*What to do*
Output every entry exactly as given.

Source data:
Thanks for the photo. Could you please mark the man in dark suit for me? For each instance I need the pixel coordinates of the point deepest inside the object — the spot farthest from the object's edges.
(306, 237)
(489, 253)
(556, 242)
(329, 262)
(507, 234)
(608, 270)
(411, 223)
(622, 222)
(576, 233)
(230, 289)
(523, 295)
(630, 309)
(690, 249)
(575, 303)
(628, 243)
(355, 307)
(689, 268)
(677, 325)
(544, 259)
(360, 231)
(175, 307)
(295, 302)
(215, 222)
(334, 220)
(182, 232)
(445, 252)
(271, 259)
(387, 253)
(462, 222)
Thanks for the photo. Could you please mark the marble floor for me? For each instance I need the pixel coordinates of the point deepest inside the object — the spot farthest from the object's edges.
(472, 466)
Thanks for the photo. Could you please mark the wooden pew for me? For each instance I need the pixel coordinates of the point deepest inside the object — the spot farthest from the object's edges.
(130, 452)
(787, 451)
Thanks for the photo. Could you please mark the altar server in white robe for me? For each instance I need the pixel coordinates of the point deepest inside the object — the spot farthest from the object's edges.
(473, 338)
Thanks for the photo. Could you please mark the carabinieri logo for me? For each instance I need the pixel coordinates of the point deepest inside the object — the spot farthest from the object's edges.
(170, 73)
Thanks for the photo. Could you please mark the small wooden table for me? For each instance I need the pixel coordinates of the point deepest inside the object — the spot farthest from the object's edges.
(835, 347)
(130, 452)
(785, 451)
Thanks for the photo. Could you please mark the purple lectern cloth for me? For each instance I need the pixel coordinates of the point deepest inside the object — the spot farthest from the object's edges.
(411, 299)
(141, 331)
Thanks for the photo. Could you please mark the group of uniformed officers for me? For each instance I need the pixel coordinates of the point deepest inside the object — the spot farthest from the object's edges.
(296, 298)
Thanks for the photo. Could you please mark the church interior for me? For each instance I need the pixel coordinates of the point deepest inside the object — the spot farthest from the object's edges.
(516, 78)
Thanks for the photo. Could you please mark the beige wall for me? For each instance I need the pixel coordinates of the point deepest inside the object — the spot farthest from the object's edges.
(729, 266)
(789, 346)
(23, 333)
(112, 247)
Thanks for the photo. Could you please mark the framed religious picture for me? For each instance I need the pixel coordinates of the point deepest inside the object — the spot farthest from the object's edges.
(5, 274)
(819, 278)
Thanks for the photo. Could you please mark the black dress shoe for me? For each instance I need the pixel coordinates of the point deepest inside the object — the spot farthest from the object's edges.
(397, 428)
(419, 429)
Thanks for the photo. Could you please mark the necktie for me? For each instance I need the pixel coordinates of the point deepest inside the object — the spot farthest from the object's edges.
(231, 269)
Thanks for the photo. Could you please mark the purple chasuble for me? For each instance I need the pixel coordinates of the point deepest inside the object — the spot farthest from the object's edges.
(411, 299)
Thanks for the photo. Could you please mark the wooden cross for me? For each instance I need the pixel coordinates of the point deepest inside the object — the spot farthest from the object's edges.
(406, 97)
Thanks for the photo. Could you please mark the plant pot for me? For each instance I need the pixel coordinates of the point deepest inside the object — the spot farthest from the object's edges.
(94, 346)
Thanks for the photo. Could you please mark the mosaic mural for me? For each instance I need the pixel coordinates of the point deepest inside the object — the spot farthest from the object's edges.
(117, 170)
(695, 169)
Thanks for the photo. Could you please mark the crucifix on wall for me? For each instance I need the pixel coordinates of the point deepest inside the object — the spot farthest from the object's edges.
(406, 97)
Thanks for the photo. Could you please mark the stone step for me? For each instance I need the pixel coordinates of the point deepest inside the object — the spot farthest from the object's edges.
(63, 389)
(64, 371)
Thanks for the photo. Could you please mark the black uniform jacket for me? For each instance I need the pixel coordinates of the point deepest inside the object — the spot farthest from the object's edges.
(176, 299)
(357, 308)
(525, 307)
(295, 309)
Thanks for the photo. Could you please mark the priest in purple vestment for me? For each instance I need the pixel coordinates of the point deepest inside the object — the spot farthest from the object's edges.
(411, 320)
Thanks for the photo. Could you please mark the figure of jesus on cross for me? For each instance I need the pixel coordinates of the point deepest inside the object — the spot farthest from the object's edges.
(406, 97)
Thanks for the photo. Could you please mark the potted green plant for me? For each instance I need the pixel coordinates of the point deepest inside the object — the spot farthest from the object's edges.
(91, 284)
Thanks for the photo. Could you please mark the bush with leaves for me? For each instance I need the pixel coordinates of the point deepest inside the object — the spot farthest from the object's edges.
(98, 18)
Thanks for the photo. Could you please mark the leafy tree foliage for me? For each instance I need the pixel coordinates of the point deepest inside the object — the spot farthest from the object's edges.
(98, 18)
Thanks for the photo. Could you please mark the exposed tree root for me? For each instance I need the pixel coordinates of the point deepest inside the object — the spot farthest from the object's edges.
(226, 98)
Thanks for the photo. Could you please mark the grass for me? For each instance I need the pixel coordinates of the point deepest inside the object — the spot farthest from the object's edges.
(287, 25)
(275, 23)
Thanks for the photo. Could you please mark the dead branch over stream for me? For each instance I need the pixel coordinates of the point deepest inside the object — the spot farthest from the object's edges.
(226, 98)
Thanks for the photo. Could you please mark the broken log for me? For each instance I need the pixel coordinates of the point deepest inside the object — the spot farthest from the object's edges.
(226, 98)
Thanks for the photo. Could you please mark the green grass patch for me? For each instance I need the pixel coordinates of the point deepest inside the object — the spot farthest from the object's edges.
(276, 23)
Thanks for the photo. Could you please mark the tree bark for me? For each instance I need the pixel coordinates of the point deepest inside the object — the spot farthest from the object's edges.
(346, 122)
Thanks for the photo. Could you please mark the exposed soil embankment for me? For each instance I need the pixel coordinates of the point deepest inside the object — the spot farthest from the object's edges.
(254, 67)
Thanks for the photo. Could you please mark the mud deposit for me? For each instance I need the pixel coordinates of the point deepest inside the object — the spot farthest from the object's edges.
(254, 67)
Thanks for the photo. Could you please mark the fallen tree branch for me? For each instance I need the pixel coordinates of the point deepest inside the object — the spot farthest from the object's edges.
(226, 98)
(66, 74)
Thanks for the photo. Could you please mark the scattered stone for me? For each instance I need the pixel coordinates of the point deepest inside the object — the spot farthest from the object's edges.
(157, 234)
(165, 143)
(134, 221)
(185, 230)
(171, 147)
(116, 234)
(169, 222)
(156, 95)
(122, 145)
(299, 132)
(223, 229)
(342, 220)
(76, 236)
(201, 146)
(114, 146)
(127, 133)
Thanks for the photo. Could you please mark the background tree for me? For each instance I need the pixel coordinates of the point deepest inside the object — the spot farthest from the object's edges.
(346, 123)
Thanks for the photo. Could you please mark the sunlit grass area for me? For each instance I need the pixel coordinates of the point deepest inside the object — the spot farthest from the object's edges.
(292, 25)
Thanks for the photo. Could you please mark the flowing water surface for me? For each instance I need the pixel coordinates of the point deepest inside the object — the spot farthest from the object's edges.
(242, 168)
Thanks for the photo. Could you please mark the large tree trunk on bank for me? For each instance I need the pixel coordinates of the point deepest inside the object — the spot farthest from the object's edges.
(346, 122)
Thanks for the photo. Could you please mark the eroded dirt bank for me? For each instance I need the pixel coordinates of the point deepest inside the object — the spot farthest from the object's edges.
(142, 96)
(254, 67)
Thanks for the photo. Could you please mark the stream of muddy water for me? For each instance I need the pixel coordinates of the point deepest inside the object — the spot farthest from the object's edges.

*Answer below*
Thanks for the photo. Could you please mark the man in dark suit for me? For each instance I need the pixel coordinates of the point deepest inside the object — the spot farthest from the object's edges.
(306, 237)
(489, 253)
(556, 242)
(329, 262)
(507, 234)
(608, 270)
(411, 223)
(622, 222)
(576, 233)
(230, 289)
(523, 295)
(630, 309)
(690, 249)
(575, 303)
(628, 243)
(355, 307)
(689, 268)
(677, 325)
(544, 259)
(360, 231)
(175, 307)
(295, 302)
(215, 222)
(334, 220)
(182, 232)
(445, 252)
(271, 259)
(387, 253)
(462, 222)
Thanks for the photo. Could you please mark the marble floor for me? For each instance I need the pixel coordinates of the point deepest inside the object — the spot farthest from the object's edges.
(472, 466)
Thanks for the photo. Could you please mark the wooden pew for me? For each instance I need the pixel coordinates of the point deepest inside the object — the spot farthest from the object's edges.
(130, 452)
(787, 451)
Thanks for the photo. Could you please mark the altar server in white robe for me? For each instance I need the pixel coordinates of the point deepest inside the object — the spot farthest from the object's edges.
(473, 338)
Thanks for the photo. Could you please mark the carabinieri logo for me? For each instance I need the pixel coordinates of the point deepest inside the object — the spot farthest from the object's edges.
(170, 73)
Thanks for the photo. Could you please mark the small wooden table for me? For each instance I need the pixel coordinates of the point deepest inside the object — the spot farthest from the object's edges.
(835, 347)
(130, 452)
(785, 451)
Thanks for the photo. Could you please mark the purple lectern cloth for me? For each instance I need the pixel coordinates of the point deepest inside the object — the spot farthest from the object's edges.
(411, 299)
(141, 331)
Thanks for the photo. Could you please mark the group of uniformed officers for me? For each instance I need the pixel coordinates of the point deepest inside the object — the spot farthest from the object's edges.
(296, 298)
Thanks for the photo. Could you please mark the church interior for me? For each instance I need the pixel coordinates of the point deepest inside the object — the spot farthest from the object's edges.
(516, 78)
Thanks for the photo. Could you please mark the beige wall for me? For each instance I need the pixel coordinates of the point deepest inside the object — the spot farthest from the object's edges.
(729, 266)
(789, 346)
(23, 333)
(112, 247)
Thanks for the photo. Could you please mark the framed religious picture for me? For each instance I need the pixel coordinates of the point deepest inside the object — the spot farthest from the object's edges.
(5, 274)
(819, 278)
Thanks for the photo. Could you please mark the black dress shoe for me? For each instance I need the pixel coordinates of the point deepest inside the object — the spot farthest from the object's edges.
(397, 428)
(419, 429)
Thanks for the photo. Could you please mark the necktie for me? For each instance I need the pixel coordinates of the point deepest inside the object — the spot farthest from the object's edges.
(231, 269)
Thanks for the photo. Could you please mark the purple chasuble for me? For each instance I need the pixel coordinates of the point deepest inside the object — the spot farthest from the object's edges.
(411, 299)
Thanks for the photo. Could you please mark the wooden cross for me? For each instance I need the pixel coordinates of the point deepest inside the object — the spot farthest from the object's edges.
(406, 97)
Thanks for the photo. Could you please mark the plant pot for me? For each instance I need the pixel coordinates of the point deepest inside the object — the spot farthest from the object's edges.
(94, 346)
Thanks for the photo. Could you please mark the mosaic mural for me? For each instance I need the pixel coordinates of the point deepest inside the object — the spot farthest from the object's edges.
(117, 170)
(695, 169)
Thanks for the photo. Could you please mark the crucifix on wall for me? For each instance I need the pixel coordinates of the point deepest inside the object — the spot farthest from the object's edges.
(406, 97)
Thanks for the photo. Could you please mark the stone step for me? For each instance I need the pixel coordinates of the point deepest inside the object — the spot farthest from the object's edges.
(63, 389)
(64, 371)
Thanks for the photo. Could you please mark the black uniform jacket for me? For each instance I need the pixel coordinates of the point deepest inside the object — the spot farthest from the object's edges.
(176, 299)
(357, 308)
(525, 307)
(295, 309)
Thanks for the photo. Could you please mark the priest in purple vestment for me? For each instance I need the pixel coordinates of the point deepest inside the object — the spot farthest from the object's edges.
(411, 320)
Thanks for the photo. Could you please mark the figure of jesus on cross for me? For each instance I need the pixel coordinates of the point deepest inside the object — the spot farthest from the object's edges.
(406, 97)
Thanks for the photo. Could you please mark the potted green plant for me? For each instance I need the pixel coordinates of the point deepest inside the object — the spot farthest from the object's edges.
(91, 284)
Thanks for the photo. Could you please mark the bush with leaves for me? For each instance I need the pixel coordinates of the point deepest inside the object — the spot farthest from the object's edges.
(98, 18)
Thanks for the photo. Could you please mark the leafy tree foliage for me? For each instance I need the pixel coordinates of the point deepest inside the object — the spot farthest from the object's edges.
(98, 18)
Thanks for the photo. Could you please mark the exposed tree root for me? For each instance I need the pixel coordinates of the point deepest inside the object — the spot farthest from the object's edges.
(226, 98)
Thanks for the photo. Could you please mark the grass for me? For each instance I need the pixel coordinates of the point deepest inside the object — the spot farthest from the object's edges.
(287, 25)
(275, 23)
Thanks for the photo. Could you please mark the dead branch over stream for me? For each instance I need the pixel coordinates of the point deepest inside the object — the spot farthest from the object's edges.
(226, 98)
Thanks for the photo. Could you please mark the broken log for me? For each instance I need the pixel coordinates of the point deepest inside the object — the spot farthest from the object's edges.
(226, 98)
Thanks for the photo. Could you please mark the green grass patch for me? For each instance I need the pixel coordinates of the point deepest inside the object — the spot farthest from the object's edges.
(276, 23)
Thanks for the photo. Could you please mark the tree bark for me? For each instance I need the pixel coordinates of the point deepest inside the object — the spot farthest from the object's edges.
(346, 122)
Thanks for the photo. Could you please mark the exposed soil embankment for me? For each instance I need the pixel coordinates of the point deepest inside the object — the spot farthest from the object's edges.
(254, 67)
Thanks for the photo. Could you please mark the mud deposit for me? For each instance I need the pixel coordinates of the point deepest inside the object — the spot farthest from the object's edges.
(254, 67)
Thanks for the photo. Could you please mark the fallen tree branch for me? For each instance I need the pixel coordinates of the point deepest inside the object — the spot farthest from the object's edges.
(226, 98)
(66, 74)
Thanks for the photo. Could you please mark the scattered stone for me? For each instance I need the pixel coordinates of the point deepest inside the object — the spot farthest from the object's edges.
(157, 234)
(165, 143)
(134, 221)
(185, 230)
(171, 147)
(116, 234)
(169, 222)
(156, 95)
(122, 145)
(299, 132)
(223, 229)
(342, 220)
(76, 236)
(201, 146)
(114, 146)
(127, 133)
Thanks for the photo. Could you please mark the background tree for me? For each instance I need the pixel coordinates of the point deepest inside the object — the spot farthest from the object's edges.
(346, 123)
Thanks for the photo. Could you please mark the sunlit grass area for me? For each instance I need the pixel coordinates of the point deepest inside the object — the spot farthest from the object's edges.
(292, 25)
Thanks for the photo. Could you please mark the flowing water surface for me? For each instance I need the pixel coordinates of the point deepest inside the object — the spot farthest from the object's edges.
(242, 168)
Thanks for the photo. Could you please mark the large tree trunk on bank for me? For each instance I need the pixel coordinates of the point deepest inside the object — the spot farthest from the object's edges.
(346, 122)
Thanks for the photo. Could you please mark the eroded dirt bank for me? For each instance I need the pixel coordinates of the point deepest inside the object — the spot farthest from the object's edges.
(142, 96)
(254, 67)
Thanks for the photo. Could you please mark the stream of muddy water for me? For each instance I need the pixel coordinates of the point deepest inside the object — the spot farthest from the object's edges.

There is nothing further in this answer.